**Recorded data**
● ● ● ● ●

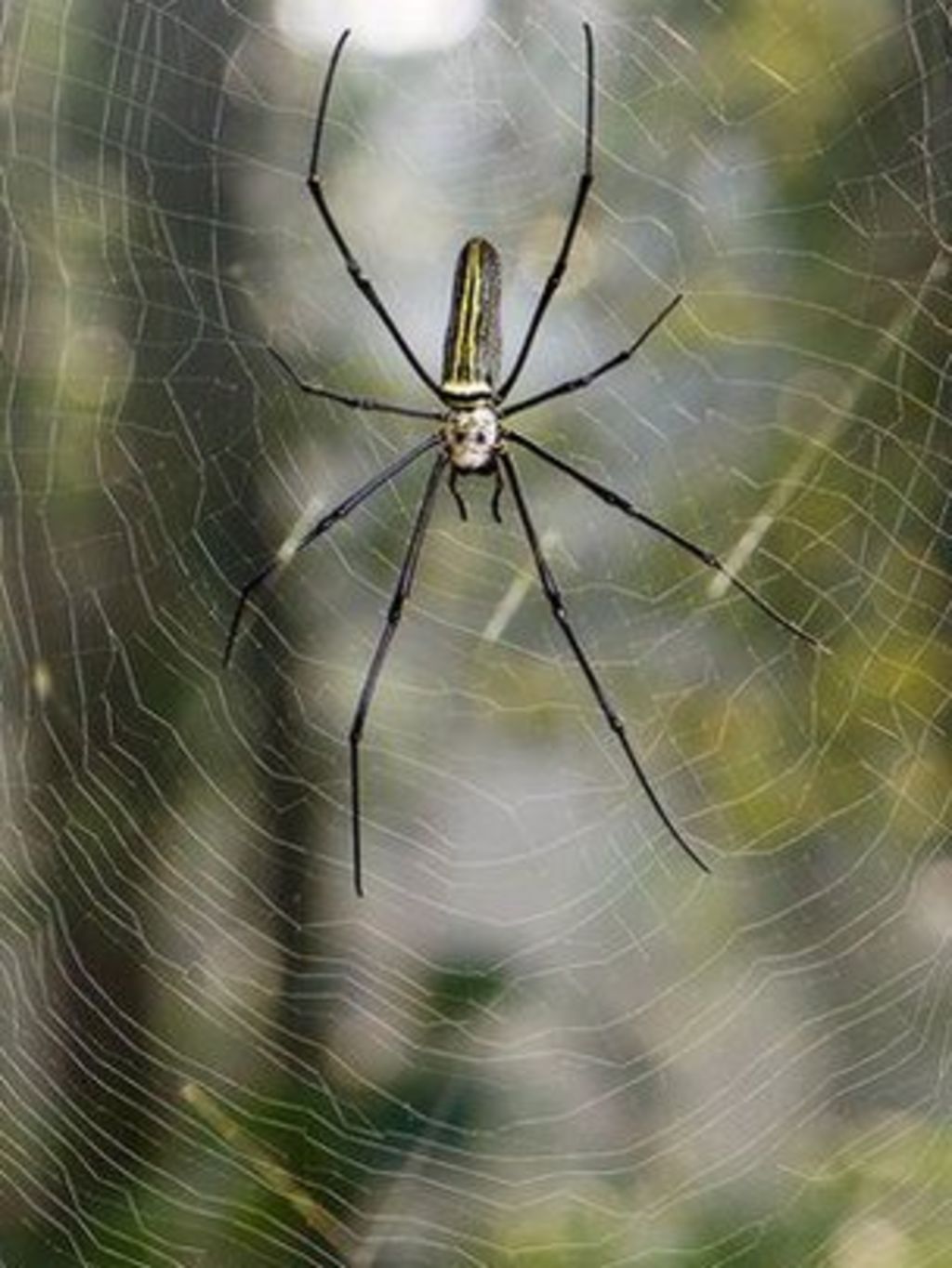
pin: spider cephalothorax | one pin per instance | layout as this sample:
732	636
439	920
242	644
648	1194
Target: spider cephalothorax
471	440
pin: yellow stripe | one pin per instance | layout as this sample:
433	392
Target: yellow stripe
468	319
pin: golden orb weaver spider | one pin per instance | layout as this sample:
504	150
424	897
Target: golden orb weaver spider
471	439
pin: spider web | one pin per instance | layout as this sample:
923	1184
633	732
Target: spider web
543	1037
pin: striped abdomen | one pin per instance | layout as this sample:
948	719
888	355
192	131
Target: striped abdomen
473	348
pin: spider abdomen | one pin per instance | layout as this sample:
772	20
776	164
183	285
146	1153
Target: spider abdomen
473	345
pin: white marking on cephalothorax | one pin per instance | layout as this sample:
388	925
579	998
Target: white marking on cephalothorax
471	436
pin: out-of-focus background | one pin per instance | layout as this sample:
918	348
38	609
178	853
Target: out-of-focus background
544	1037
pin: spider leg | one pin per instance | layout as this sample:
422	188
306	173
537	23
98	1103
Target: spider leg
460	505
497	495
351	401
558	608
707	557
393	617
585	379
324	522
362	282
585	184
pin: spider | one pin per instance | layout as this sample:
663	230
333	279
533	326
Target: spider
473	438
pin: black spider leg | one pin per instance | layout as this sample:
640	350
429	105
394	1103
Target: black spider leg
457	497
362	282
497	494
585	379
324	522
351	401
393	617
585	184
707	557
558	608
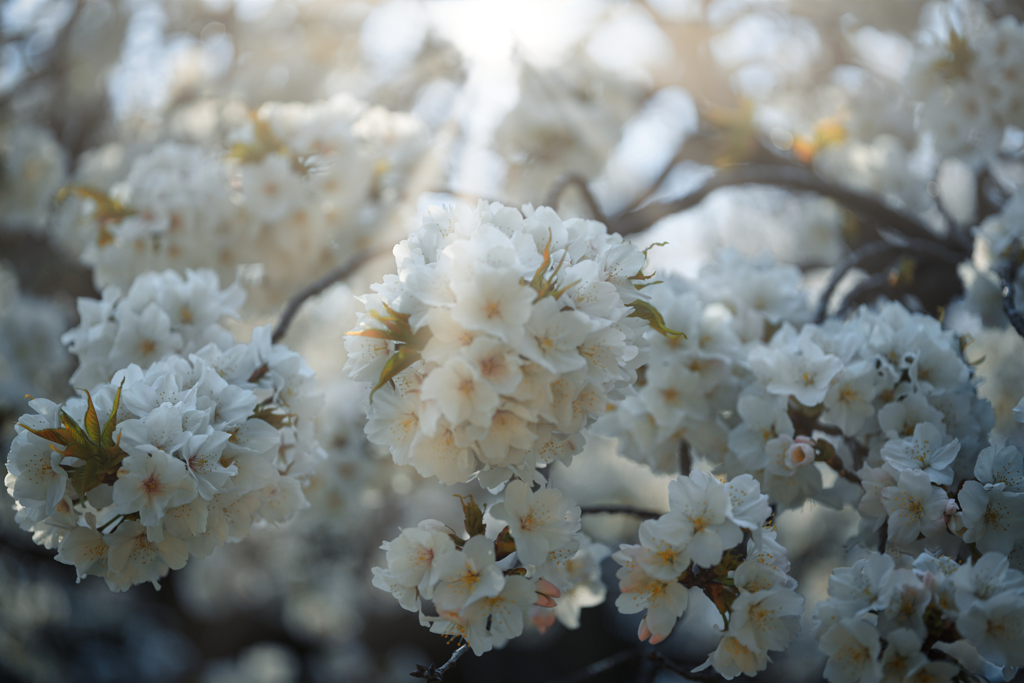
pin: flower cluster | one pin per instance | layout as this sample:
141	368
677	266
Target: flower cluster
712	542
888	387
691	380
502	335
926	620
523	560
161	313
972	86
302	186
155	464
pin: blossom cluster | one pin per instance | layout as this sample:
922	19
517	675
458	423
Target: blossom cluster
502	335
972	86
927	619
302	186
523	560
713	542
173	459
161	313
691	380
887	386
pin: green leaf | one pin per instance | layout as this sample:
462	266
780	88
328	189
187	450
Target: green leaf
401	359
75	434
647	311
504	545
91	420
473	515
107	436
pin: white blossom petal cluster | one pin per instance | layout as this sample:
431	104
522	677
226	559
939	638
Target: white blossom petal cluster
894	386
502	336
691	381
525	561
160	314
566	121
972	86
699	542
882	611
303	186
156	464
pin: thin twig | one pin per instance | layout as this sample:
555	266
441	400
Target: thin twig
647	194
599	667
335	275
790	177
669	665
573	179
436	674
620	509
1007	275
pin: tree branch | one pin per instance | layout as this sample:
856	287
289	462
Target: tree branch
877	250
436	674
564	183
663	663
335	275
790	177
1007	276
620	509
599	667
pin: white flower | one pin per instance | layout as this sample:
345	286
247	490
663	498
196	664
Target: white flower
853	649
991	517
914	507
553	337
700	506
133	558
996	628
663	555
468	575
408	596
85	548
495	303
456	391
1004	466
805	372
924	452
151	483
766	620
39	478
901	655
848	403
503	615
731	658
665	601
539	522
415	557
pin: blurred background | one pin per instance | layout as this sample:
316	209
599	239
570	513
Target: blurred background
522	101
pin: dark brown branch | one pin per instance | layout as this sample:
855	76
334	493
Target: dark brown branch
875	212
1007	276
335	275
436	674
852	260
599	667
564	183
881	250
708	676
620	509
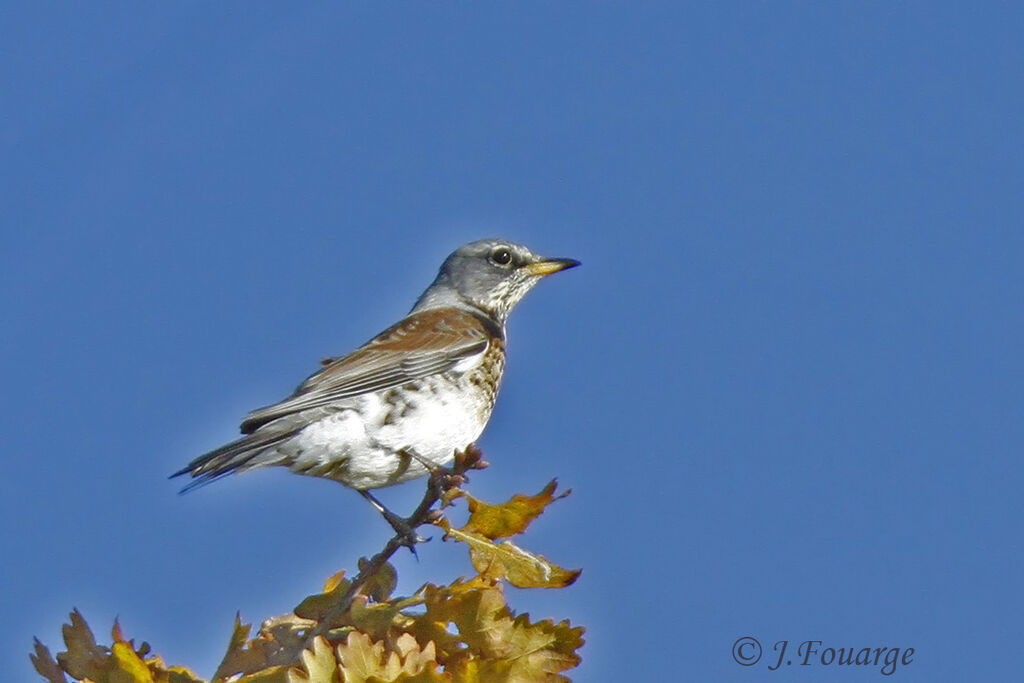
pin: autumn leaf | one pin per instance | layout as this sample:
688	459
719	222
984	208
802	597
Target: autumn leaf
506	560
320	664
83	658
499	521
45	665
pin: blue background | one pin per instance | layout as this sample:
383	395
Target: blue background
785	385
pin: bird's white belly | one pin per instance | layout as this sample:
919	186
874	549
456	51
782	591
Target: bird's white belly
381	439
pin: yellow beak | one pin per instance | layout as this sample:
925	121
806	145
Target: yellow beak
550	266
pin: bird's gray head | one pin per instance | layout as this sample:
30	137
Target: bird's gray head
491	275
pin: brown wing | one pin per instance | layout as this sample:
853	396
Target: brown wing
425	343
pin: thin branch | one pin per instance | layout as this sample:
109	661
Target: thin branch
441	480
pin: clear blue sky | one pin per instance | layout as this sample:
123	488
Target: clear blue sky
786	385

● ● ● ● ●

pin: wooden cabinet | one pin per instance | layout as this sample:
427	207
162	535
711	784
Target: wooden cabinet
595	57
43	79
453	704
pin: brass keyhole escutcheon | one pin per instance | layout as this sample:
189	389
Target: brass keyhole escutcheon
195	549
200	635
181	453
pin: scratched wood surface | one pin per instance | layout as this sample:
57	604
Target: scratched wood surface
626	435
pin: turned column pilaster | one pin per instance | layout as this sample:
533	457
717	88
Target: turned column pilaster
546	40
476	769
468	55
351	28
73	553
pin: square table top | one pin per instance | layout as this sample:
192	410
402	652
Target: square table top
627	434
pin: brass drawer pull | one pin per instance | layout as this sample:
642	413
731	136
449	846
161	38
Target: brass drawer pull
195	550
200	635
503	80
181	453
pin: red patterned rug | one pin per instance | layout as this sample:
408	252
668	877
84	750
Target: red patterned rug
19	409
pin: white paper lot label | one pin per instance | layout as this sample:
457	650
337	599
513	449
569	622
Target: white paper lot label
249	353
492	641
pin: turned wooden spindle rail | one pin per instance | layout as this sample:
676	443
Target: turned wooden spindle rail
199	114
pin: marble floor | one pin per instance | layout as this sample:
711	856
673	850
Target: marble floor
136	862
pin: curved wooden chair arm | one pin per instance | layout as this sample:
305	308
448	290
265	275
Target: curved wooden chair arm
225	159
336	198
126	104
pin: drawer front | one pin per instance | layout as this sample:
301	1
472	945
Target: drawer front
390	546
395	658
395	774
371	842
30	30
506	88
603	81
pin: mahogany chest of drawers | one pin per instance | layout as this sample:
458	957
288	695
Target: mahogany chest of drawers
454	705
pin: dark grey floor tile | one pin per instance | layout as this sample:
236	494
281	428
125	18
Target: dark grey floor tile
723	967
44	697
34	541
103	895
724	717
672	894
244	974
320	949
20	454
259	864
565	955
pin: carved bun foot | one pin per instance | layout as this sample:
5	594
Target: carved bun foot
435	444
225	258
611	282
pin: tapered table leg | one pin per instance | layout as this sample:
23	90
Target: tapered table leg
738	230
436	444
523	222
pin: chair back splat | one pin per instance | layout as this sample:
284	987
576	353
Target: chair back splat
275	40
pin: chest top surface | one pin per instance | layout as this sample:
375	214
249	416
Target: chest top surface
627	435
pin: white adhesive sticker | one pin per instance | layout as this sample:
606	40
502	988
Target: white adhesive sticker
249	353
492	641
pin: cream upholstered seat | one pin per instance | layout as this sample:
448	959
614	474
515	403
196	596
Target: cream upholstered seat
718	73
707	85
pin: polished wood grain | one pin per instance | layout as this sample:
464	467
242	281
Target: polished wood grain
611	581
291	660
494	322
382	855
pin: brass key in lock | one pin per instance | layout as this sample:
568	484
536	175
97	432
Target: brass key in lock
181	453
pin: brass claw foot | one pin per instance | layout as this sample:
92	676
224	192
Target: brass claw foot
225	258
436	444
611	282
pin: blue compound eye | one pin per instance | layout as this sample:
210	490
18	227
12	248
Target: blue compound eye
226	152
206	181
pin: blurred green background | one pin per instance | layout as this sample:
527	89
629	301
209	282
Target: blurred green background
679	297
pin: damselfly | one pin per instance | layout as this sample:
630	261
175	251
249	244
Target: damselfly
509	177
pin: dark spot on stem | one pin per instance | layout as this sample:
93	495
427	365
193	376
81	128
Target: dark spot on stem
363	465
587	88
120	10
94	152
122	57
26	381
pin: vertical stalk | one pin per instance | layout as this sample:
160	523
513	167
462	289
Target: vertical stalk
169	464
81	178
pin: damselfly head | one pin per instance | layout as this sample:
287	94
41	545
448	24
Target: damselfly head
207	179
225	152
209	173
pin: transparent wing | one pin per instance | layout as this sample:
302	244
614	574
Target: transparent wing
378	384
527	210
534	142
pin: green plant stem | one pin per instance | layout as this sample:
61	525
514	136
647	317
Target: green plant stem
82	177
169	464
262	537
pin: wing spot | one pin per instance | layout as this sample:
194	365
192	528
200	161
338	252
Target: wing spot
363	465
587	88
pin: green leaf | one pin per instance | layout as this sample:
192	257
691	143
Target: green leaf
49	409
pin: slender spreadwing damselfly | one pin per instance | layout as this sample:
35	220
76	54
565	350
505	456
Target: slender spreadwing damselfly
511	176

● ● ● ● ●

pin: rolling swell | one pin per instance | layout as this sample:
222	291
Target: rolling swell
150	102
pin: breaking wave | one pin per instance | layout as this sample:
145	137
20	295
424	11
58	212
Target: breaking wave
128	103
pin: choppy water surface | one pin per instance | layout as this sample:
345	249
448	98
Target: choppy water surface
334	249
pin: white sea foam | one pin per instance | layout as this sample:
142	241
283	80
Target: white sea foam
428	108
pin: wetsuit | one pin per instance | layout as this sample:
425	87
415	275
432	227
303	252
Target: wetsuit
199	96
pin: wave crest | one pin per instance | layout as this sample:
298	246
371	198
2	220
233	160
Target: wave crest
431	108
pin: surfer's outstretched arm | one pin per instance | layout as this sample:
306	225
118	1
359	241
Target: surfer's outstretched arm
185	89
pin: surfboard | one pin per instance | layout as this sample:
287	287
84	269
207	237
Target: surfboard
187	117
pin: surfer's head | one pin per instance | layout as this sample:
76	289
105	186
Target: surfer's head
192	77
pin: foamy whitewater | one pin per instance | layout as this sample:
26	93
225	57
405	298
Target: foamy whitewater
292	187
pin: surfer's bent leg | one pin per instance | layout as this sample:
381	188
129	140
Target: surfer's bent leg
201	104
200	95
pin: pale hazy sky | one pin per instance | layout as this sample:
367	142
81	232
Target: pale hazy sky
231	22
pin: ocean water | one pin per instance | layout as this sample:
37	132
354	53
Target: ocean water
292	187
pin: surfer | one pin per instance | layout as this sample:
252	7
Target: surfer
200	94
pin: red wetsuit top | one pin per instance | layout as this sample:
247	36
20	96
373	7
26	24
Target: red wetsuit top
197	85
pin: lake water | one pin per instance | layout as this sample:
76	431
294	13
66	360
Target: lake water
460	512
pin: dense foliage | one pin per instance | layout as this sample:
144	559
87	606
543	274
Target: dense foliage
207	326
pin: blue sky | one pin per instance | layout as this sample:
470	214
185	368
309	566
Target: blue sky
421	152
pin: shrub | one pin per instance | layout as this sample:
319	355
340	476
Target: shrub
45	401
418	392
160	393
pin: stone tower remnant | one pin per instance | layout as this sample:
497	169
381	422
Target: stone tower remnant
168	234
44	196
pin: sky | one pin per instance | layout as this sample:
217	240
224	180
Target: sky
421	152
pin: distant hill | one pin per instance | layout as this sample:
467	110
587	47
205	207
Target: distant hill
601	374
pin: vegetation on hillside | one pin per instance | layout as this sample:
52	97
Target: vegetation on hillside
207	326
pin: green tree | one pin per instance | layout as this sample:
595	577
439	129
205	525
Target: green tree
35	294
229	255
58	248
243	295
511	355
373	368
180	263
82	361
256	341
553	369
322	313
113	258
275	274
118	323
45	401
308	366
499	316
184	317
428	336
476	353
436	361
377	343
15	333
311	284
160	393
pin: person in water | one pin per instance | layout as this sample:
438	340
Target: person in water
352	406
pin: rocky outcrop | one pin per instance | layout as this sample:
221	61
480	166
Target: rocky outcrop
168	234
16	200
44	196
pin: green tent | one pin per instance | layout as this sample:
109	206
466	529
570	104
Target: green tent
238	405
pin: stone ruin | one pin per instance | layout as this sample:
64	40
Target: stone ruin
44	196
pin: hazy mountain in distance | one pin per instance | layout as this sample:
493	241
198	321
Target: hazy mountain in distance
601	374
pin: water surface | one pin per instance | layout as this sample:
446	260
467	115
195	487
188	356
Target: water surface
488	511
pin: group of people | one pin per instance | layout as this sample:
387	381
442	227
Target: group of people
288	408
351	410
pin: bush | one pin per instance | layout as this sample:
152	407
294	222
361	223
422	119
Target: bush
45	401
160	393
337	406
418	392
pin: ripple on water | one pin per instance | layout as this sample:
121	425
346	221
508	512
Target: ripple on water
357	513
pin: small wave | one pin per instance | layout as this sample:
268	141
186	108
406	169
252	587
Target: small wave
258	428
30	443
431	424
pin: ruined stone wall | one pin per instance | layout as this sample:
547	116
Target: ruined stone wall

● ● ● ● ●

**YOUR GOAL**
Tell how many lines above hold "wall", nothing more.

**WRITTEN ANSWER**
2